## Exercise task
Output the following lines verbatim.

## Records shown
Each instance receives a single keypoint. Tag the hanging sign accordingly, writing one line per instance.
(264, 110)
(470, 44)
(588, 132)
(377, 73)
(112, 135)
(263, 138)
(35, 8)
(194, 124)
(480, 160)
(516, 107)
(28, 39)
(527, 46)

## Task solution
Each instance receives a single keypoint. Tag the hanging sign accordingly, writing one line per instance.
(264, 110)
(470, 44)
(588, 132)
(377, 73)
(112, 135)
(263, 138)
(35, 8)
(194, 124)
(480, 160)
(516, 107)
(28, 39)
(527, 46)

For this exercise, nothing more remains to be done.